# THE TASK:
Please output the line that contains "the dark blurred" and all later lines of the material, exactly, through the end.

-------- MATERIAL FOR THIS TASK

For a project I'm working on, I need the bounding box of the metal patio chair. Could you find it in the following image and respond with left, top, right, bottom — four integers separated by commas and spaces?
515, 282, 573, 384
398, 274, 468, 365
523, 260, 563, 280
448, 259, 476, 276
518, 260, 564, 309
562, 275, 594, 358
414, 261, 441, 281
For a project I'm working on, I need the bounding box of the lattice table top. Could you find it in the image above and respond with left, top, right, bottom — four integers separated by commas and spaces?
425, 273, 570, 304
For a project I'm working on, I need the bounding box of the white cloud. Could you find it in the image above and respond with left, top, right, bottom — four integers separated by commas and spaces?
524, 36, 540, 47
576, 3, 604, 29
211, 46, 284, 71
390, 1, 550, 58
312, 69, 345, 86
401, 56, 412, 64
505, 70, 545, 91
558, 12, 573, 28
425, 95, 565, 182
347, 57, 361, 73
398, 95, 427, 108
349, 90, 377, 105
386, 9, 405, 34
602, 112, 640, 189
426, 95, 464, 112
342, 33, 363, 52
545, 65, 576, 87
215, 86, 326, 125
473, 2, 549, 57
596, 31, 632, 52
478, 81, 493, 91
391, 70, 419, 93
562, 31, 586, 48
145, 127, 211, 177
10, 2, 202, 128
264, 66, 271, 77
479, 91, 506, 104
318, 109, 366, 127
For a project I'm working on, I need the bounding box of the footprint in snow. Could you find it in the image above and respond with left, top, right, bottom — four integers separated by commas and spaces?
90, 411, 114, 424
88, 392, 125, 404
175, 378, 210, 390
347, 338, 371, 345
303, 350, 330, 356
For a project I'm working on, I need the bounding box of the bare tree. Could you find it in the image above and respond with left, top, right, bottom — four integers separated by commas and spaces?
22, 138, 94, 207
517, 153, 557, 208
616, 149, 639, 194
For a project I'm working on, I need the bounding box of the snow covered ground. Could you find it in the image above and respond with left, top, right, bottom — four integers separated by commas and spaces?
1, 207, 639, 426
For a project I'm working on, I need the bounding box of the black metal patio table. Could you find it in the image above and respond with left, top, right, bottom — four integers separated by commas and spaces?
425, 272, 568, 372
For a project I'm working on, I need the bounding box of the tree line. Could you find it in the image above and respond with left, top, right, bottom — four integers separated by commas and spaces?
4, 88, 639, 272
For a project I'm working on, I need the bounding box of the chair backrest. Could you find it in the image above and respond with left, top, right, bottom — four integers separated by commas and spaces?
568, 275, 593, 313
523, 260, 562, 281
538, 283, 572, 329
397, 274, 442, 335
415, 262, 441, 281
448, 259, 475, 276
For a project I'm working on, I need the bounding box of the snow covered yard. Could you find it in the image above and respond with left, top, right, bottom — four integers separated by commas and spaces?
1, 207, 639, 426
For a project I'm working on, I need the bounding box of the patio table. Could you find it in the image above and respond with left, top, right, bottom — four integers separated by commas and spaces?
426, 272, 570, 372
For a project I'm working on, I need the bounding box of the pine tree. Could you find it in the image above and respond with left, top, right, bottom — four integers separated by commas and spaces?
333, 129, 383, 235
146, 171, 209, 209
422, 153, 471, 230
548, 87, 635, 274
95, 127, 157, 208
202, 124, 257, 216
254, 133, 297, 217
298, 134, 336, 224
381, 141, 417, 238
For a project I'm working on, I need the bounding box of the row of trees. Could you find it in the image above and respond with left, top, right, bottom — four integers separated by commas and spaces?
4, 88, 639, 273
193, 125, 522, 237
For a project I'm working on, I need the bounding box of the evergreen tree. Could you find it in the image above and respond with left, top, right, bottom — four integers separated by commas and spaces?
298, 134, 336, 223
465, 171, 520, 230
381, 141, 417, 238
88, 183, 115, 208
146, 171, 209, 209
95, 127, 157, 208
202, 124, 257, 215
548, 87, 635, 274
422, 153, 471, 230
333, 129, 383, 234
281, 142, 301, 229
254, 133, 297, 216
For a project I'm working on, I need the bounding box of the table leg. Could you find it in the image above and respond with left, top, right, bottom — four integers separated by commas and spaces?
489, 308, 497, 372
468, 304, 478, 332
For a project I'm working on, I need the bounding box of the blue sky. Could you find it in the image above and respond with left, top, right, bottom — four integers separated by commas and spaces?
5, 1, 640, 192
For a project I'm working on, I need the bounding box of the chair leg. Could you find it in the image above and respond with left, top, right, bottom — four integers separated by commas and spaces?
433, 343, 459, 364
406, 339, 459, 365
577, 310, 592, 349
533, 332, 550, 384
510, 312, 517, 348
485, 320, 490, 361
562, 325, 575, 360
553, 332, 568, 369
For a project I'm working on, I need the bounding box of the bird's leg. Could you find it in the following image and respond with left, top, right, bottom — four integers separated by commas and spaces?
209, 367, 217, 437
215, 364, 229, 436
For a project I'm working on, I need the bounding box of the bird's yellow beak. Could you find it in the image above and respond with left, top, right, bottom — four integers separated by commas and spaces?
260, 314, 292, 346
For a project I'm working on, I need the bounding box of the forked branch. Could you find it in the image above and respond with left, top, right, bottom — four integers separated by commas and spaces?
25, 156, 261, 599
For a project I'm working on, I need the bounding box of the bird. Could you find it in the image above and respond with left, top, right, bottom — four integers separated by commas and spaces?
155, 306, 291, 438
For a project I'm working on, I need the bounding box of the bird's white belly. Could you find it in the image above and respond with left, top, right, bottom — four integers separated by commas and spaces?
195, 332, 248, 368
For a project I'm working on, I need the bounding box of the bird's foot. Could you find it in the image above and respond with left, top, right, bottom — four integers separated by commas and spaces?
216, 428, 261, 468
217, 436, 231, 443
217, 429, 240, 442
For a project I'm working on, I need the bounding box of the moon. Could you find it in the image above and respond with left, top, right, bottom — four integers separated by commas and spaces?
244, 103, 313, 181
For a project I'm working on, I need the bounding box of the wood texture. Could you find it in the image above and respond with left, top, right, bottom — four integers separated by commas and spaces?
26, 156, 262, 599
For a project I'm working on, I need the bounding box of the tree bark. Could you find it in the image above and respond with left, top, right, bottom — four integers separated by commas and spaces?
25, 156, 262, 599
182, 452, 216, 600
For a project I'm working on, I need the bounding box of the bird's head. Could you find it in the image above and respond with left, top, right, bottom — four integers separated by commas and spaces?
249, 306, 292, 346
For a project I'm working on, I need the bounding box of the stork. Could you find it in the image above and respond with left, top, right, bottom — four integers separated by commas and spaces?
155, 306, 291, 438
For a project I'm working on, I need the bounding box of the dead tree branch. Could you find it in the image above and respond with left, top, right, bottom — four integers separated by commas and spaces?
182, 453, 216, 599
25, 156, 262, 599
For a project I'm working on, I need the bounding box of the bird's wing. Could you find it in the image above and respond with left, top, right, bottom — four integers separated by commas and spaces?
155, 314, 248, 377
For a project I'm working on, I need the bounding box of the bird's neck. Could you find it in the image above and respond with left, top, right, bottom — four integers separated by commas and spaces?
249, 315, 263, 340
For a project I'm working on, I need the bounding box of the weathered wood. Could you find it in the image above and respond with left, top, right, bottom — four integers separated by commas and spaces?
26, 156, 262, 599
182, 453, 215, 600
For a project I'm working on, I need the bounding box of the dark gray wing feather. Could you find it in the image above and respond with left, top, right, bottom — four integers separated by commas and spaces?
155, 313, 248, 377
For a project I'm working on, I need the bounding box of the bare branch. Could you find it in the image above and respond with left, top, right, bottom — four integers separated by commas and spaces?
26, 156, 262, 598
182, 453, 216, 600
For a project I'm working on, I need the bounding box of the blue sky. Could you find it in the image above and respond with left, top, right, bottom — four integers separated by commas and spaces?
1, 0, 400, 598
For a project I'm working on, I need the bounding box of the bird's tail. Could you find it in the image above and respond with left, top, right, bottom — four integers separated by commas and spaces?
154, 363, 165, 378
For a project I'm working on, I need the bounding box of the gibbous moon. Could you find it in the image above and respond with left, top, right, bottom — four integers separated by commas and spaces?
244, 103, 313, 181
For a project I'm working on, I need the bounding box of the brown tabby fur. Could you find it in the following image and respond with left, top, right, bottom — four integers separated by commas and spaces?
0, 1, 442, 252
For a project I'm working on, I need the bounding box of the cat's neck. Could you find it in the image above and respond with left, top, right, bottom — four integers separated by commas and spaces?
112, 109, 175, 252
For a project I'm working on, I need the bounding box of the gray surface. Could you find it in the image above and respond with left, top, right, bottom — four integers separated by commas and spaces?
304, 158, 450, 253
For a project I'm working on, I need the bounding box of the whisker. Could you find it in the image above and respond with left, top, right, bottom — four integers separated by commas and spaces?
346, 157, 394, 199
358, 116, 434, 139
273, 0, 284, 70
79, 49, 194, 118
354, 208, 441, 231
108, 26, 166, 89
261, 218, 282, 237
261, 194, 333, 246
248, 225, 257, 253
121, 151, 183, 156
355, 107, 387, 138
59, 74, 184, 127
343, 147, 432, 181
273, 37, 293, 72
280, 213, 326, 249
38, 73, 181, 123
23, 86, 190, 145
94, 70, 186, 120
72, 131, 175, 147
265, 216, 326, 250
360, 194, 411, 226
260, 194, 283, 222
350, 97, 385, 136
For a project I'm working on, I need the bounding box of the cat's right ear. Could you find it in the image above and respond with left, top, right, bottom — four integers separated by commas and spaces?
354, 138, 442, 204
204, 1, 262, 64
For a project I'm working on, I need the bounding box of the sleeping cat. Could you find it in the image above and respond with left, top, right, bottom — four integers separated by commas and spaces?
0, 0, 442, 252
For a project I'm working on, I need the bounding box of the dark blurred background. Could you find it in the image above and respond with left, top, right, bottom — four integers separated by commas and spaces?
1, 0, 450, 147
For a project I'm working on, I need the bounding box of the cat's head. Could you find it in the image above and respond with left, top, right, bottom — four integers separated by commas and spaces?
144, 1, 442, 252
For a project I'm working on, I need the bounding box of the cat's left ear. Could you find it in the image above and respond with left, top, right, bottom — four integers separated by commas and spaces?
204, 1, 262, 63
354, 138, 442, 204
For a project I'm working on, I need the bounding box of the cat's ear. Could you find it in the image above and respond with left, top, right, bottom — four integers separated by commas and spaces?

----------------

# TASK SOLUTION:
For a project I'm working on, I need the bounding box of the dark blurred background. Could you find it in the image above and respond with left, top, right, bottom — four integers separated by commas and spaces?
1, 0, 450, 147
For a project I'm working on, I need the bounding box of the cat's head. Could you find it in the image above and respond with left, top, right, bottom — four integers separated by commas and spaces?
144, 1, 442, 252
For a project I'm working on, I need the bounding box of the cat's left ear. Could you find it in the image above and respond with left, top, right, bottom — four integers separated by commas and spaces?
204, 1, 262, 63
354, 138, 442, 204
For a project I'm working on, I need the bounding box of the cat's ear. Could you find it in the image above and respond with left, top, right, bottom — four integers separated by commas and spaces?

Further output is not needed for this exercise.